• Extracted records
|---|

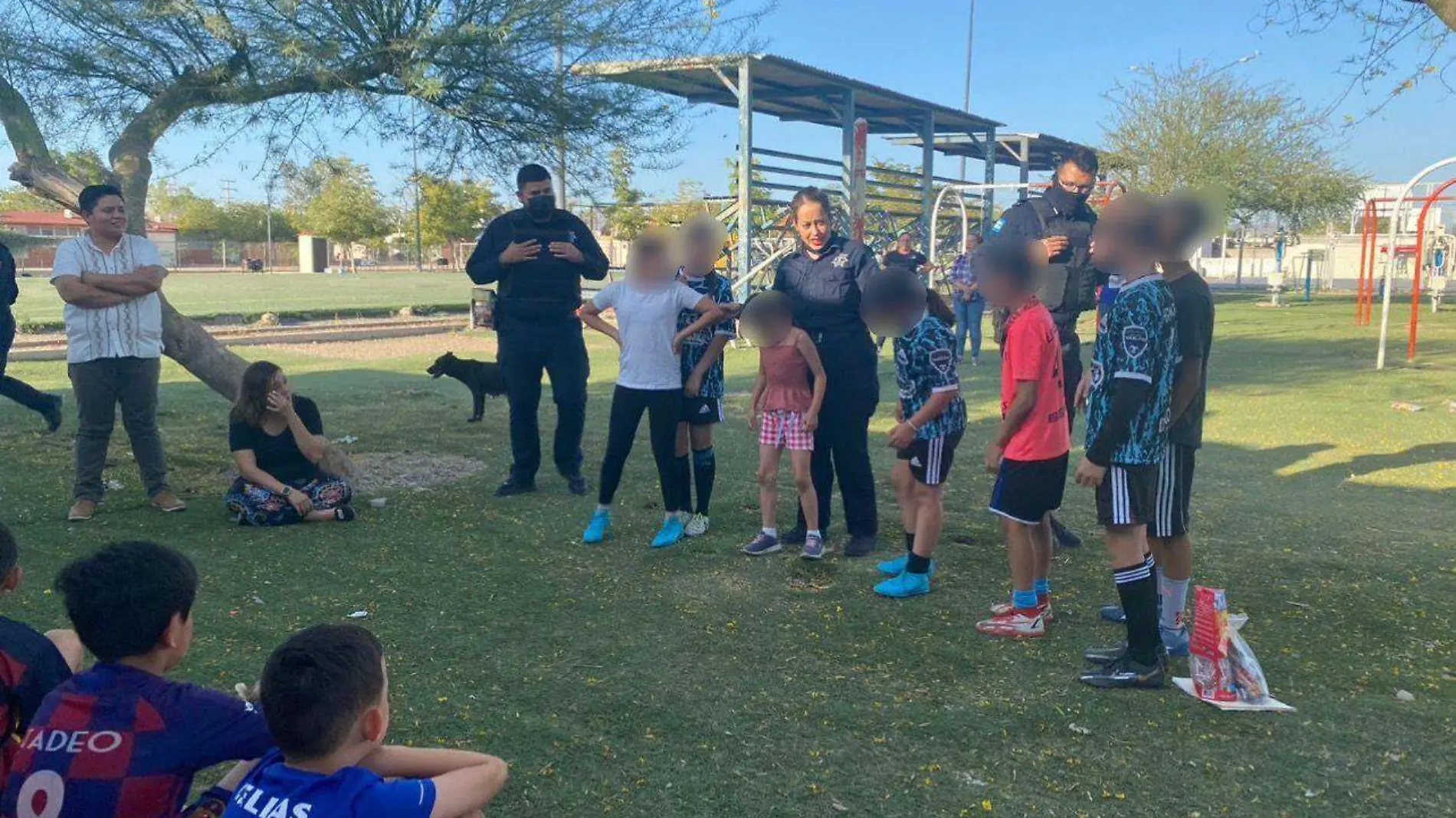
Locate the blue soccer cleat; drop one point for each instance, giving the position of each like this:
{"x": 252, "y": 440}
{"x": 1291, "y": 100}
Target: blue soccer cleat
{"x": 904, "y": 585}
{"x": 598, "y": 527}
{"x": 671, "y": 532}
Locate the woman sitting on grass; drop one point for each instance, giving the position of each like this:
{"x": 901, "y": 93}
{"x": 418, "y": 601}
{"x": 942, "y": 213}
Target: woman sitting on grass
{"x": 277, "y": 441}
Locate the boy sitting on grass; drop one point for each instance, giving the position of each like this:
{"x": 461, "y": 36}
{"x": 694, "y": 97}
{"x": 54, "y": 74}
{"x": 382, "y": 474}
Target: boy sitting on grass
{"x": 31, "y": 664}
{"x": 121, "y": 740}
{"x": 326, "y": 696}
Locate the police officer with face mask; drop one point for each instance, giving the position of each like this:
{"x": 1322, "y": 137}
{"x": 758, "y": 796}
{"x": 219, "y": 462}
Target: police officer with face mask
{"x": 536, "y": 257}
{"x": 1062, "y": 221}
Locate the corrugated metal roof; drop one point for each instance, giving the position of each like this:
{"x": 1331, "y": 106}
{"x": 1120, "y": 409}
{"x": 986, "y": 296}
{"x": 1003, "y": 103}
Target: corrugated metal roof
{"x": 786, "y": 89}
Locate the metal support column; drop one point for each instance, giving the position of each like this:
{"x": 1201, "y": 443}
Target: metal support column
{"x": 846, "y": 130}
{"x": 928, "y": 179}
{"x": 989, "y": 194}
{"x": 744, "y": 169}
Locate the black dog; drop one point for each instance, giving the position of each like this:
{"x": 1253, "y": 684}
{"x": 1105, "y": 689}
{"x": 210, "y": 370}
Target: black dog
{"x": 484, "y": 378}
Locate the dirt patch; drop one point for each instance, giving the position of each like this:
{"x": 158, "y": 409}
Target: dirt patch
{"x": 383, "y": 472}
{"x": 465, "y": 345}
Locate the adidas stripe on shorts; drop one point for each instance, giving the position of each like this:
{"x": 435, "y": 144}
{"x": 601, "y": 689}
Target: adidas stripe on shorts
{"x": 931, "y": 459}
{"x": 1127, "y": 496}
{"x": 1172, "y": 502}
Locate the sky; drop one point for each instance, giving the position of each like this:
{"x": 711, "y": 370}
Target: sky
{"x": 1041, "y": 66}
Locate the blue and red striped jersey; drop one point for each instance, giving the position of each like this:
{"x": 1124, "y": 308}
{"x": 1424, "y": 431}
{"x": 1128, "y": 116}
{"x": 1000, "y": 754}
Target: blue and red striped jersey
{"x": 31, "y": 666}
{"x": 121, "y": 743}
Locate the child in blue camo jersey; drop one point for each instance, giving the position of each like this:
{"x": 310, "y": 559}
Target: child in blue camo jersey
{"x": 931, "y": 412}
{"x": 702, "y": 368}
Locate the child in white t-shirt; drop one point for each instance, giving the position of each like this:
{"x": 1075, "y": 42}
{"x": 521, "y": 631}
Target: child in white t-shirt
{"x": 650, "y": 375}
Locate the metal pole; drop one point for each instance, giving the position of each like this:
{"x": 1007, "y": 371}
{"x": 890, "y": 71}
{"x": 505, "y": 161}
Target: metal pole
{"x": 970, "y": 43}
{"x": 744, "y": 169}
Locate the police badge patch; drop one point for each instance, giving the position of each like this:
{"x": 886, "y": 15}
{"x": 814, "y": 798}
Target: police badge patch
{"x": 943, "y": 360}
{"x": 1135, "y": 341}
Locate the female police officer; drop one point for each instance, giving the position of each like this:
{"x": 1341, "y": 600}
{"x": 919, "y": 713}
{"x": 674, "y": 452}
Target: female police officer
{"x": 825, "y": 278}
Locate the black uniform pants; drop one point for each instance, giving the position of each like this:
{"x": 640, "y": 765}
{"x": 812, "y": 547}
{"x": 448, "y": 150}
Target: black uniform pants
{"x": 21, "y": 392}
{"x": 558, "y": 350}
{"x": 842, "y": 438}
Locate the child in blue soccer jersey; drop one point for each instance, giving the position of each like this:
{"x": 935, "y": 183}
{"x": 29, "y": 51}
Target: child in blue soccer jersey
{"x": 121, "y": 740}
{"x": 326, "y": 696}
{"x": 931, "y": 412}
{"x": 1127, "y": 396}
{"x": 702, "y": 368}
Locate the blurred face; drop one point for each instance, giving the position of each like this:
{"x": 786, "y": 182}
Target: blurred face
{"x": 1075, "y": 181}
{"x": 650, "y": 263}
{"x": 280, "y": 386}
{"x": 108, "y": 219}
{"x": 812, "y": 224}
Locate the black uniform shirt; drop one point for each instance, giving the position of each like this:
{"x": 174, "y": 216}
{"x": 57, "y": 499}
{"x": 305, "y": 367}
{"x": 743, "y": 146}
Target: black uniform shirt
{"x": 826, "y": 292}
{"x": 542, "y": 289}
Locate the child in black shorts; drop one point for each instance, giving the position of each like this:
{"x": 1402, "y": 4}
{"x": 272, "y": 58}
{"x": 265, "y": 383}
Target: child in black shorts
{"x": 931, "y": 412}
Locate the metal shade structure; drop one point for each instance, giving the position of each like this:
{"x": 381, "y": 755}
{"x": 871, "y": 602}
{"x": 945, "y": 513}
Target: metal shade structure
{"x": 1028, "y": 152}
{"x": 797, "y": 92}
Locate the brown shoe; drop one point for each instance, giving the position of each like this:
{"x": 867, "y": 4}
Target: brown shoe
{"x": 168, "y": 502}
{"x": 82, "y": 511}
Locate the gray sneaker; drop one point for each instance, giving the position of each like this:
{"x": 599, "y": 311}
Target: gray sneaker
{"x": 762, "y": 545}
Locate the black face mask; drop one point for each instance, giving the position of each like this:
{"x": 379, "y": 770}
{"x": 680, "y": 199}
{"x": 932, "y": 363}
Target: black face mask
{"x": 1064, "y": 200}
{"x": 540, "y": 205}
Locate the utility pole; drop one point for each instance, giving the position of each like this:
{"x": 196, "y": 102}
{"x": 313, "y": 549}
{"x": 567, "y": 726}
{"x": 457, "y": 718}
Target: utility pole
{"x": 414, "y": 149}
{"x": 561, "y": 106}
{"x": 228, "y": 203}
{"x": 970, "y": 41}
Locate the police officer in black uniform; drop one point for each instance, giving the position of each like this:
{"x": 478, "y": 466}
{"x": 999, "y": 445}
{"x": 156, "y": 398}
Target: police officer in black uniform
{"x": 1062, "y": 220}
{"x": 825, "y": 280}
{"x": 21, "y": 392}
{"x": 536, "y": 257}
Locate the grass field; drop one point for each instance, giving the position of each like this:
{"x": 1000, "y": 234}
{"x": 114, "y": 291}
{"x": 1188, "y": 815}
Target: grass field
{"x": 697, "y": 682}
{"x": 212, "y": 294}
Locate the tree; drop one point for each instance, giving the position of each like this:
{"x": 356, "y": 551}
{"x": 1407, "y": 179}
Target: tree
{"x": 1401, "y": 45}
{"x": 347, "y": 207}
{"x": 480, "y": 74}
{"x": 454, "y": 210}
{"x": 625, "y": 214}
{"x": 1197, "y": 129}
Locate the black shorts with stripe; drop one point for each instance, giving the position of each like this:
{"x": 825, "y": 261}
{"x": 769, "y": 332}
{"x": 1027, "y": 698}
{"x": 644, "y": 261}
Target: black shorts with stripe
{"x": 702, "y": 411}
{"x": 1027, "y": 491}
{"x": 1127, "y": 496}
{"x": 1174, "y": 501}
{"x": 931, "y": 459}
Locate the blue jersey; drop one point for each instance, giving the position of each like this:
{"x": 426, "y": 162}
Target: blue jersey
{"x": 925, "y": 365}
{"x": 276, "y": 789}
{"x": 121, "y": 743}
{"x": 1136, "y": 339}
{"x": 720, "y": 290}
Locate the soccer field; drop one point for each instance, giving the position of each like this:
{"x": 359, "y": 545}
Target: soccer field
{"x": 212, "y": 294}
{"x": 697, "y": 682}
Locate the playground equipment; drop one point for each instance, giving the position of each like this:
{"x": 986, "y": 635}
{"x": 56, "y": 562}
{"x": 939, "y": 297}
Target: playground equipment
{"x": 1389, "y": 261}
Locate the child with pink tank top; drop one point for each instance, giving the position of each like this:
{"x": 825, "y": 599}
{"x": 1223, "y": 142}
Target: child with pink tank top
{"x": 786, "y": 399}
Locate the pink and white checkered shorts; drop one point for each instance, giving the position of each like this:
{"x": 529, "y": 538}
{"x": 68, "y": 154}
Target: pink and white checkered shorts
{"x": 782, "y": 428}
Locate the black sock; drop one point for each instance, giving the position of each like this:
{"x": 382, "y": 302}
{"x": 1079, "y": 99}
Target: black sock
{"x": 684, "y": 485}
{"x": 705, "y": 469}
{"x": 1139, "y": 594}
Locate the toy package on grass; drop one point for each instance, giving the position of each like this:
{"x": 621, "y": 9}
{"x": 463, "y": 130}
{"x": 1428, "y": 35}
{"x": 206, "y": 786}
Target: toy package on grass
{"x": 1225, "y": 672}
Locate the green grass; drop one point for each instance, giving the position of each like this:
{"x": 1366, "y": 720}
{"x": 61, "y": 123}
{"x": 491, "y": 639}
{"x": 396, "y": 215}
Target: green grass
{"x": 697, "y": 682}
{"x": 212, "y": 294}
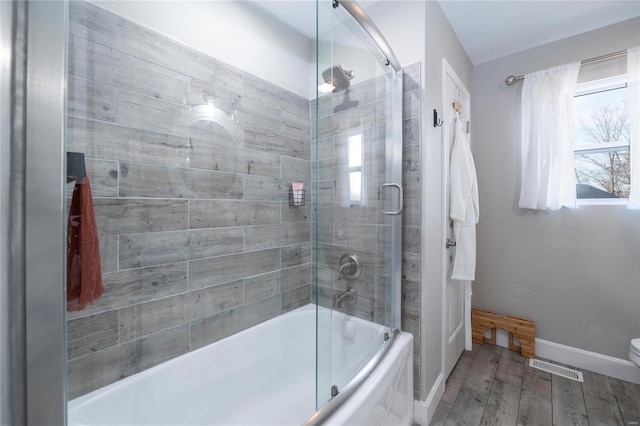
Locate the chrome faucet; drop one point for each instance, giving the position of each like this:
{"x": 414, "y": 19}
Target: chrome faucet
{"x": 347, "y": 296}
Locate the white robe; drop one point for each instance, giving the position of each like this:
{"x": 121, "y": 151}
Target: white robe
{"x": 463, "y": 205}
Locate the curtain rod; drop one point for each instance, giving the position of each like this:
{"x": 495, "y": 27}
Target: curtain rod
{"x": 511, "y": 80}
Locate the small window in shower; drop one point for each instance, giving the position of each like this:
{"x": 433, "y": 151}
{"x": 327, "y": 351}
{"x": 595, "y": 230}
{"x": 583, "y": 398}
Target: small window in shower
{"x": 355, "y": 167}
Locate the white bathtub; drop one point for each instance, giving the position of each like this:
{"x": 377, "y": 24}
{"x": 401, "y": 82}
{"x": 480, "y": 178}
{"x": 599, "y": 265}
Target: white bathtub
{"x": 265, "y": 375}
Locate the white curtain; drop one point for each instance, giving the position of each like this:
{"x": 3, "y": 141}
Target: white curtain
{"x": 548, "y": 176}
{"x": 633, "y": 74}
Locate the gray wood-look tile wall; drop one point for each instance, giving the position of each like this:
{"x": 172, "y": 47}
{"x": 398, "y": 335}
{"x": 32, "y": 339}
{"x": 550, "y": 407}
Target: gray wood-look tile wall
{"x": 197, "y": 238}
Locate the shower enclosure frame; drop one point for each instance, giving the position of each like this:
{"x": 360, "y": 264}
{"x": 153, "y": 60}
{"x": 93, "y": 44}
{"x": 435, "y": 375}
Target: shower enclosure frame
{"x": 394, "y": 165}
{"x": 37, "y": 268}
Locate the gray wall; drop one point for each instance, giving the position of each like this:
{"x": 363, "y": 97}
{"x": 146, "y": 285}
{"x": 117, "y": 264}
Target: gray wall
{"x": 197, "y": 239}
{"x": 574, "y": 272}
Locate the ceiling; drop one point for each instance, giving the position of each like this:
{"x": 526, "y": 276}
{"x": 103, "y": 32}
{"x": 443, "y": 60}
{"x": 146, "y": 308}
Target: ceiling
{"x": 492, "y": 29}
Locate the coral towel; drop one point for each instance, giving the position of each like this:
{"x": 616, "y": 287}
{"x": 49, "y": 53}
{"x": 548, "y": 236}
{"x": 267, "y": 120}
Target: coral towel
{"x": 84, "y": 280}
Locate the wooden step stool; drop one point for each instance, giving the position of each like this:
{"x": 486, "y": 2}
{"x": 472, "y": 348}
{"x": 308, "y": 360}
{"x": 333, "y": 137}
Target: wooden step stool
{"x": 523, "y": 329}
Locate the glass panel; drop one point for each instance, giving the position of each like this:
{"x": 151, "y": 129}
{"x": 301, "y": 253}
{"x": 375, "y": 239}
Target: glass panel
{"x": 353, "y": 237}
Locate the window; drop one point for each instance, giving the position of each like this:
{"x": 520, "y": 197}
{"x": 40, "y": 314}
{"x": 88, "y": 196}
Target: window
{"x": 601, "y": 135}
{"x": 355, "y": 167}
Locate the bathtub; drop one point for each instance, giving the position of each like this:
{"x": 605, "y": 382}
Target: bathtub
{"x": 265, "y": 375}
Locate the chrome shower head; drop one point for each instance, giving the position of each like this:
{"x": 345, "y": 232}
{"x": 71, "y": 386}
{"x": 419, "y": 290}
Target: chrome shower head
{"x": 338, "y": 77}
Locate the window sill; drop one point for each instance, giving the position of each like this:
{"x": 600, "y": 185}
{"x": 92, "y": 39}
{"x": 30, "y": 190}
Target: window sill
{"x": 602, "y": 201}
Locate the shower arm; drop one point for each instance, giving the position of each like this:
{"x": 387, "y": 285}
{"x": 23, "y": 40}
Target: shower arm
{"x": 367, "y": 24}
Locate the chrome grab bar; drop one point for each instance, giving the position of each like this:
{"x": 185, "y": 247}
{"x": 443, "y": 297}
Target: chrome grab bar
{"x": 400, "y": 198}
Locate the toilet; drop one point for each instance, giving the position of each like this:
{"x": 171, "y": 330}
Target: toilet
{"x": 634, "y": 352}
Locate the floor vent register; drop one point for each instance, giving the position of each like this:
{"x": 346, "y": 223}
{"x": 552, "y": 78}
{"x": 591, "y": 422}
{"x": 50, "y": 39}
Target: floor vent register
{"x": 557, "y": 370}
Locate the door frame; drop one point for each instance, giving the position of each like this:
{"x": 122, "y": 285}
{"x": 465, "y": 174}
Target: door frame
{"x": 448, "y": 71}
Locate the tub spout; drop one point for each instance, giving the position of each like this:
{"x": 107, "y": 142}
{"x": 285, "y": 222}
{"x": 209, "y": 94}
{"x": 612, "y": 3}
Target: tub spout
{"x": 348, "y": 296}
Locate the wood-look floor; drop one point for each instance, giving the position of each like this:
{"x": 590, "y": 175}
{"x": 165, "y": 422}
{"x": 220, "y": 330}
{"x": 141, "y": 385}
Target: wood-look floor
{"x": 495, "y": 386}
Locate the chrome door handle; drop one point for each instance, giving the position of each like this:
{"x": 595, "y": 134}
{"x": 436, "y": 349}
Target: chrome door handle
{"x": 400, "y": 197}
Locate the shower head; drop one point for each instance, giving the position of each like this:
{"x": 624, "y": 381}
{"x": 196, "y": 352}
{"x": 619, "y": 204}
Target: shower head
{"x": 338, "y": 77}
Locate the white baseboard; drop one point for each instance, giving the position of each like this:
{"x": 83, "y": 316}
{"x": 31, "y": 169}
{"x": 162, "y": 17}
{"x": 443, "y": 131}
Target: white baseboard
{"x": 423, "y": 410}
{"x": 592, "y": 361}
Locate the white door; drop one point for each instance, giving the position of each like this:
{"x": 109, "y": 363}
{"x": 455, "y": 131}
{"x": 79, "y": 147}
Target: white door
{"x": 453, "y": 290}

|---|

• What you have to do
The lines to reproduce run from the one that contains "Locate the wood-look" through the last line above; copy them exactly.

• Exercise solution
Locate the wood-look floor; drop one point for each instance, giving the position of each like this:
{"x": 590, "y": 175}
{"x": 165, "y": 422}
{"x": 220, "y": 330}
{"x": 141, "y": 385}
Target: wood-look floor
{"x": 495, "y": 386}
Locate the chrome door handle; drop one point for each instance, giving the position of each like this:
{"x": 595, "y": 134}
{"x": 436, "y": 349}
Target: chrome door handle
{"x": 400, "y": 197}
Locate the shower head; drop one point for each instance, giving the position of each like this:
{"x": 624, "y": 381}
{"x": 196, "y": 352}
{"x": 619, "y": 204}
Target: shower head
{"x": 338, "y": 77}
Locate the white baseboard; drop one point for each instance, giving the position of each like this:
{"x": 83, "y": 316}
{"x": 31, "y": 169}
{"x": 162, "y": 17}
{"x": 443, "y": 131}
Target: white baseboard
{"x": 423, "y": 410}
{"x": 592, "y": 361}
Locate the white door; drop one point for each instance, giving the position of each like this:
{"x": 109, "y": 363}
{"x": 455, "y": 131}
{"x": 79, "y": 147}
Target: white door
{"x": 453, "y": 290}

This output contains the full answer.